» Problem statement: Reproduce each of the following records verbatim, line for line, with no changes.

» Stored records:
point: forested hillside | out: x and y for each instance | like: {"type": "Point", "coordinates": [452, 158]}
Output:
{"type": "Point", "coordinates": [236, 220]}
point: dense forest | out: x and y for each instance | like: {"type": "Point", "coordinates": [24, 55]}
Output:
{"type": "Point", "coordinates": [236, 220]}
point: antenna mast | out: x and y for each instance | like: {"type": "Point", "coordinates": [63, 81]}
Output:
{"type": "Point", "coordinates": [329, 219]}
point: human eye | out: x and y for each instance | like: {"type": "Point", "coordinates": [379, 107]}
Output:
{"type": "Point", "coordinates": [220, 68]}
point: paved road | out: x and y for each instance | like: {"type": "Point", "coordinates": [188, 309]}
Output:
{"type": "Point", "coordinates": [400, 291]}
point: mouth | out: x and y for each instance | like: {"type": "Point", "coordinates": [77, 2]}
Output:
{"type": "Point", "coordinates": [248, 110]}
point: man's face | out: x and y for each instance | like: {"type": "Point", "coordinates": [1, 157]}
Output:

» Result for this task:
point: forested hillside | out: x and y for each instance | like: {"type": "Point", "coordinates": [452, 158]}
Output:
{"type": "Point", "coordinates": [236, 220]}
point: dense forest | out: x and y for each instance | like: {"type": "Point", "coordinates": [24, 55]}
Output:
{"type": "Point", "coordinates": [236, 220]}
point: antenna mast | out: x and y for each instance | like: {"type": "Point", "coordinates": [63, 81]}
Output:
{"type": "Point", "coordinates": [329, 219]}
point: human eye | out: x and y for each instance | like: {"type": "Point", "coordinates": [379, 107]}
Output:
{"type": "Point", "coordinates": [220, 68]}
point: paved road | out: x and y for each instance | like: {"type": "Point", "coordinates": [188, 309]}
Output:
{"type": "Point", "coordinates": [400, 291]}
point: mouth | out: x and y for each instance | like: {"type": "Point", "coordinates": [77, 2]}
Output:
{"type": "Point", "coordinates": [248, 110]}
point: man's face | out: x and y for each instance | like: {"type": "Point", "coordinates": [1, 157]}
Output:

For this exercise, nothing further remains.